● **EXERCISE DIRECTIONS**: Format every line of the records below as a JSON list of strings, one string per line, leaving out any blank lines.

● **DATA EXCERPTS**:

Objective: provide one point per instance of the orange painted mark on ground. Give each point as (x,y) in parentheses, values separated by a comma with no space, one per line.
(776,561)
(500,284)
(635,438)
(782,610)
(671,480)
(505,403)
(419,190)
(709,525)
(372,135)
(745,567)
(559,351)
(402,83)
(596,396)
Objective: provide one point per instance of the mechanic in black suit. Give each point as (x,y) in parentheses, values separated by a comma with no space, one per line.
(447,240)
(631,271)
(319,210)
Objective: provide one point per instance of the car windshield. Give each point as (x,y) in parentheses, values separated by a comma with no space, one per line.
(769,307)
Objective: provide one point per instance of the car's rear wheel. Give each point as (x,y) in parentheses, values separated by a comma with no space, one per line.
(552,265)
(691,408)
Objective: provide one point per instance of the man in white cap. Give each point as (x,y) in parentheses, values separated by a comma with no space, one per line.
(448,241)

● **WORKED ANSWER**:
[
  "Objective: provide one point per instance of the orange painted mark on ground. Give each point as (x,y) in parentheses, values separated by a comma with no space, one per line.",
  "(776,561)",
  "(500,284)",
  "(635,438)",
  "(782,610)",
  "(671,480)",
  "(505,403)",
  "(419,190)",
  "(709,525)",
  "(372,135)",
  "(745,567)",
  "(559,351)",
  "(402,83)",
  "(596,396)",
  "Objective: provide one point per instance of the mechanic in black suit. Give each point as (x,y) in parentheses, values separated by a comma with no space, one per line.",
  "(447,240)",
  "(631,271)",
  "(319,210)",
  "Objective: provide one point per instance of the car windshield. Give each point as (x,y) in parentheses, values separated by a comma with no space, one per line.",
  "(769,307)",
  "Objective: provide one point per instance of the car's rear wheel. Give each point as (x,y) in parentheses, values separated by a comma with no space, one per line.",
  "(552,265)",
  "(691,408)",
  "Objective: provide one point per instance of the man in white cap. Give each point as (x,y) in parentheses, values separated by a comma with no space, one per line.",
  "(448,241)"
]